Prompt | After finding the line that contains "As a courtesy, could you identify the white collar", give again that line and each one following it, exactly, until the records end.
── Records to use ──
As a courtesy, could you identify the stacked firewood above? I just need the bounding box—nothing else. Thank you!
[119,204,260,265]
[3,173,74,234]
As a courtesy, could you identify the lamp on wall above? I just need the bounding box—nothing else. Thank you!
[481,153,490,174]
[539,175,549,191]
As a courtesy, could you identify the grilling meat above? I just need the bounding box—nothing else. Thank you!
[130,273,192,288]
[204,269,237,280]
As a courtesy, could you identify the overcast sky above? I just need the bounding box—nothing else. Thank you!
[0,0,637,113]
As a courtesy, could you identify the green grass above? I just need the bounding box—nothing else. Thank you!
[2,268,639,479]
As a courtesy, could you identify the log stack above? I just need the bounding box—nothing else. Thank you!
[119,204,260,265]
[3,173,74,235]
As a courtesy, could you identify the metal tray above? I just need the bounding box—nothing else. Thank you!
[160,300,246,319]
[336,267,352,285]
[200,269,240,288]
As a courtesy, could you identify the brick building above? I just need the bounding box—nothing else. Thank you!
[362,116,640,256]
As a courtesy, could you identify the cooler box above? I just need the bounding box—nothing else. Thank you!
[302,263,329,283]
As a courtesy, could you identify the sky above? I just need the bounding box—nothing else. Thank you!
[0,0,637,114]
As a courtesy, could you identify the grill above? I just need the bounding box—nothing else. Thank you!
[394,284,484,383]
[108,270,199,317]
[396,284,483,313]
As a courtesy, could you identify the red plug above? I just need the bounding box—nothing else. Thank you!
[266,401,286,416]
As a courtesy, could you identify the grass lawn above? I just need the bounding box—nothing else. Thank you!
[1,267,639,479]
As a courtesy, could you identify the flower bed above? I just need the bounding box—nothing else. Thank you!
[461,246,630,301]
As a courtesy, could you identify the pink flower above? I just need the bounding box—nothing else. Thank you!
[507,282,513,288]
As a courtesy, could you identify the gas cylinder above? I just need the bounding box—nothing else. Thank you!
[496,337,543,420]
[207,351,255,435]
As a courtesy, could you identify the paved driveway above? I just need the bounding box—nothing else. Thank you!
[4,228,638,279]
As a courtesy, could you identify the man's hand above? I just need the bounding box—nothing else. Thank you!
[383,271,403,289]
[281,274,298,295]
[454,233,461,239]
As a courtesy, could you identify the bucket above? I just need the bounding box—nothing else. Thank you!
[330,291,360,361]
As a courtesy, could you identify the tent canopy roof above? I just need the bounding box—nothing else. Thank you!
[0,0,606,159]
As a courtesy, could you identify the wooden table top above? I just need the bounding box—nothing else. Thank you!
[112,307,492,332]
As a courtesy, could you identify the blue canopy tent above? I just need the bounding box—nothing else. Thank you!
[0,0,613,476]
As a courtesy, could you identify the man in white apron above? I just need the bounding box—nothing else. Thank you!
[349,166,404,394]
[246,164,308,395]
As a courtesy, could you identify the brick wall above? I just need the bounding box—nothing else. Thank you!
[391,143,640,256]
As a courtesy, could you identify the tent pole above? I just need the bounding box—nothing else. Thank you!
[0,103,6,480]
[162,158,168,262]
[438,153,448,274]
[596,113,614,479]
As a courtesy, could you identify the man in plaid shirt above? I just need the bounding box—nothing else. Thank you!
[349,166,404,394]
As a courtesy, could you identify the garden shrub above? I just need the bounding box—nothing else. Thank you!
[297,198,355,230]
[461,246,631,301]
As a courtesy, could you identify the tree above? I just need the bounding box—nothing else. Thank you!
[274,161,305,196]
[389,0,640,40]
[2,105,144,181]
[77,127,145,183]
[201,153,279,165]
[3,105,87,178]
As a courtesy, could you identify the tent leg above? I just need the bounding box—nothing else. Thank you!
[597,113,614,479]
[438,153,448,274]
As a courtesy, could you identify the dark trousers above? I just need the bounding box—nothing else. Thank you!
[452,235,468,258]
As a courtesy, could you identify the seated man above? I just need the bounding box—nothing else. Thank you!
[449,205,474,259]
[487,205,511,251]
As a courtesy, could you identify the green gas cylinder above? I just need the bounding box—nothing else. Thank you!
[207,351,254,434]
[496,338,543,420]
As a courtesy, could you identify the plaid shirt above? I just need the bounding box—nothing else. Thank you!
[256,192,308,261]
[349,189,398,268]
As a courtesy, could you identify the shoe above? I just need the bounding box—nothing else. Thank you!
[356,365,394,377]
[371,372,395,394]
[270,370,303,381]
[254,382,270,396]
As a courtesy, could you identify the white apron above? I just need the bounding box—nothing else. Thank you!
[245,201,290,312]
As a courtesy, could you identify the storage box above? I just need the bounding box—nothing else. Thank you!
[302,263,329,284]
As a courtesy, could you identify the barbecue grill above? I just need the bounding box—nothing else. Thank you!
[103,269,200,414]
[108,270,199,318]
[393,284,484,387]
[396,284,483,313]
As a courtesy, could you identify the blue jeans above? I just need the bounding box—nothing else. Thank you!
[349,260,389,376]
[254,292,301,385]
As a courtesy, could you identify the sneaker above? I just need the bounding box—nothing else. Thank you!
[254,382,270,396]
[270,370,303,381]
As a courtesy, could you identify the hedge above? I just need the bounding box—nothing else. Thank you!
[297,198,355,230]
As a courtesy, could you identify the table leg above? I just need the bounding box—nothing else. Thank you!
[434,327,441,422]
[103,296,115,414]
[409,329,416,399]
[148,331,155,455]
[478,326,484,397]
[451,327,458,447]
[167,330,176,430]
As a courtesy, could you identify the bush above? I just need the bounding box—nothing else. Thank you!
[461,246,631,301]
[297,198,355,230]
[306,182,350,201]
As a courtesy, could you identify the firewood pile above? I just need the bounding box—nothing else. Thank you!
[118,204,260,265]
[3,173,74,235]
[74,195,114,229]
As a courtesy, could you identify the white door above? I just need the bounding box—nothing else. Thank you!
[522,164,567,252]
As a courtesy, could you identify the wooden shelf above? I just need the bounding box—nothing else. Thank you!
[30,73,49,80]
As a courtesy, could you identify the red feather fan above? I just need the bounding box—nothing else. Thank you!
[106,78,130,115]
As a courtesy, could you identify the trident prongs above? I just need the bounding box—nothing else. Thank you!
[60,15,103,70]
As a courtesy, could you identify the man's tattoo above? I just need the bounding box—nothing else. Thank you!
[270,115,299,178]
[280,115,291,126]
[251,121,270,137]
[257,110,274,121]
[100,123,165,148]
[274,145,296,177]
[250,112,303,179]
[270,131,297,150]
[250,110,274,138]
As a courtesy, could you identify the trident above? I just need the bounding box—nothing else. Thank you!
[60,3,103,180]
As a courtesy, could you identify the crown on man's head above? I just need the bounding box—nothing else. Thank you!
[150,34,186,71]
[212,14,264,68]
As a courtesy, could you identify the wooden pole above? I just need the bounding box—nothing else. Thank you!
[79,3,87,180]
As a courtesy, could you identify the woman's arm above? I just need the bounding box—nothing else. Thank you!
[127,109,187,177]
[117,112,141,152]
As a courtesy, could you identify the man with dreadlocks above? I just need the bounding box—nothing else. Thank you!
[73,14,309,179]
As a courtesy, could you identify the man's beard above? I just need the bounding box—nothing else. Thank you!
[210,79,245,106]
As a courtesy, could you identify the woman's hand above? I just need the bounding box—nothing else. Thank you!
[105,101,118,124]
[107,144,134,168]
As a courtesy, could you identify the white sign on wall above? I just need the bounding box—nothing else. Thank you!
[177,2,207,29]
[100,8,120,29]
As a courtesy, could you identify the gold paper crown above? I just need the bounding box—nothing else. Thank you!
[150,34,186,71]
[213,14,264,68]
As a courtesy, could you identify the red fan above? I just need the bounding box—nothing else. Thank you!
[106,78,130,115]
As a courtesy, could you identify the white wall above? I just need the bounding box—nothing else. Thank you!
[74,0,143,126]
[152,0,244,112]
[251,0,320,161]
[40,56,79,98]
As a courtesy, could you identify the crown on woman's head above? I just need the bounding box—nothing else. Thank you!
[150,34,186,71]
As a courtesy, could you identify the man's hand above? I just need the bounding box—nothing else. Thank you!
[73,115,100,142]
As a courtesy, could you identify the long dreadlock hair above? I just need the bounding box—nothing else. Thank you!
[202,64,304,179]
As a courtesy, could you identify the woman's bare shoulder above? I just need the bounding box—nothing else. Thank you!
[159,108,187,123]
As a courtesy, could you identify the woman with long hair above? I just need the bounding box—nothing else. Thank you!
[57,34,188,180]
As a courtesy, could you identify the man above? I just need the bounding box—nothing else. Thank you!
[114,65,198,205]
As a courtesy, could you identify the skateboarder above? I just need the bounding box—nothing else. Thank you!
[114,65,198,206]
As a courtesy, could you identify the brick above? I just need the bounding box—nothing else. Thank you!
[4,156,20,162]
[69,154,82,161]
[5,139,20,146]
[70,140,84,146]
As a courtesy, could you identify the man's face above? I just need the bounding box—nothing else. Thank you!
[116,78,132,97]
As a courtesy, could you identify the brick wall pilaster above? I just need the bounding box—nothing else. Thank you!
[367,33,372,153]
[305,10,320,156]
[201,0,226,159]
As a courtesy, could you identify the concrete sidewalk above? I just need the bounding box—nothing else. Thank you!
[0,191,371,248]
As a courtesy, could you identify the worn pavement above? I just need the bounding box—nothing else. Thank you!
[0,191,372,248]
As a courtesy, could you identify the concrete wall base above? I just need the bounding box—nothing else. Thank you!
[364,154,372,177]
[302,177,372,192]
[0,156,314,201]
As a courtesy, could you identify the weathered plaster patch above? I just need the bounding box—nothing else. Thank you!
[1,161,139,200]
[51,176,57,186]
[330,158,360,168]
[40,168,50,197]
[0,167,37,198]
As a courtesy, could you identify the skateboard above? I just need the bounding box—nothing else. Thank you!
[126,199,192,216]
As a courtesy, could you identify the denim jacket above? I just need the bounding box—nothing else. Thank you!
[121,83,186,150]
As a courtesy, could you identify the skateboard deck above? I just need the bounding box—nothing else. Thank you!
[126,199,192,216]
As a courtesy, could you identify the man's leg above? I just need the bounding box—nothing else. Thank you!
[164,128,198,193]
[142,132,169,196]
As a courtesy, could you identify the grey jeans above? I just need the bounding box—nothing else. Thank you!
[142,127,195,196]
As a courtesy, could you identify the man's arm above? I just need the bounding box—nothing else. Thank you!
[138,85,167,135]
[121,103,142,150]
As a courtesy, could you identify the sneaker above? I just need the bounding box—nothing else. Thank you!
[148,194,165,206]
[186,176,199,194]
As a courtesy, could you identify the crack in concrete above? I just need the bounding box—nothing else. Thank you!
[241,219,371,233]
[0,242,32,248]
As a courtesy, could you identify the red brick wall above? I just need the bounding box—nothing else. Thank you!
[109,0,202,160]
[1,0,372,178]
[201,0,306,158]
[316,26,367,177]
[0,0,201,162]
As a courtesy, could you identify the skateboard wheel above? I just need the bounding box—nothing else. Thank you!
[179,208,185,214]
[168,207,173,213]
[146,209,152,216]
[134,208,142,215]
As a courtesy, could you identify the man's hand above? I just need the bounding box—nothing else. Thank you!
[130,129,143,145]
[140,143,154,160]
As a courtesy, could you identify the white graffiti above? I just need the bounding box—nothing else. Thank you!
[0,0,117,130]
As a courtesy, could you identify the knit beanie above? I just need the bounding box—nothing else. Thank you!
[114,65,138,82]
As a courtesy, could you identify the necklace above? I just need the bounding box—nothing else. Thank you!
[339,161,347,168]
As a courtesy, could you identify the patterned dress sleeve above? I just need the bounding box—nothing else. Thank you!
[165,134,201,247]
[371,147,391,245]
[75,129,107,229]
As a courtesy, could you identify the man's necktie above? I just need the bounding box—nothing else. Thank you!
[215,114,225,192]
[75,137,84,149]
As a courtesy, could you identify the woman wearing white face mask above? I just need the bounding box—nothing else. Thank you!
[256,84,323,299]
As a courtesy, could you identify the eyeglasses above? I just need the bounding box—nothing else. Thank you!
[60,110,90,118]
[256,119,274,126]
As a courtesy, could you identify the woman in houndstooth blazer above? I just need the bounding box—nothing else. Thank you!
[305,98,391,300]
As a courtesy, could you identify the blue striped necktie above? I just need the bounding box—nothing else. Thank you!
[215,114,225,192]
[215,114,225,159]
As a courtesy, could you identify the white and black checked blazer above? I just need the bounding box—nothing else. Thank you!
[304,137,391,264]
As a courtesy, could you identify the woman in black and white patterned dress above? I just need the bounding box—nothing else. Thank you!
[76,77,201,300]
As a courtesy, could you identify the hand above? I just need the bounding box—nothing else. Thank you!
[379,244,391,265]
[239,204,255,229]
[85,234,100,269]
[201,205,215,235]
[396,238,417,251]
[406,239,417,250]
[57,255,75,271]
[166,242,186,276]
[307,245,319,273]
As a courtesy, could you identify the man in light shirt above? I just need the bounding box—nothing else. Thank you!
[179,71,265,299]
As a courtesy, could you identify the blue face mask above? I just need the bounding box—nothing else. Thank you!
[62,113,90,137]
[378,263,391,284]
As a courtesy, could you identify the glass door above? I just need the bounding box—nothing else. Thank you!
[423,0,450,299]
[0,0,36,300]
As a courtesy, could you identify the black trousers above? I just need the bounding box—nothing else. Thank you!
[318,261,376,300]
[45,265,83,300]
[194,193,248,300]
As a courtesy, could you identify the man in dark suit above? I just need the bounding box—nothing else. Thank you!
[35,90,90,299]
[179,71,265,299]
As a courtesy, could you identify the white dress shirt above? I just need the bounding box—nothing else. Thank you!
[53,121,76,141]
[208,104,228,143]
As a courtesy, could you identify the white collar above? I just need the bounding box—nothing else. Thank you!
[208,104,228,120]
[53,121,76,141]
───
Answer for this exercise |
As a courtesy, could you identify the white collar above? I just need the bounding box—nothing else. Thank you!
[208,104,228,120]
[53,121,76,141]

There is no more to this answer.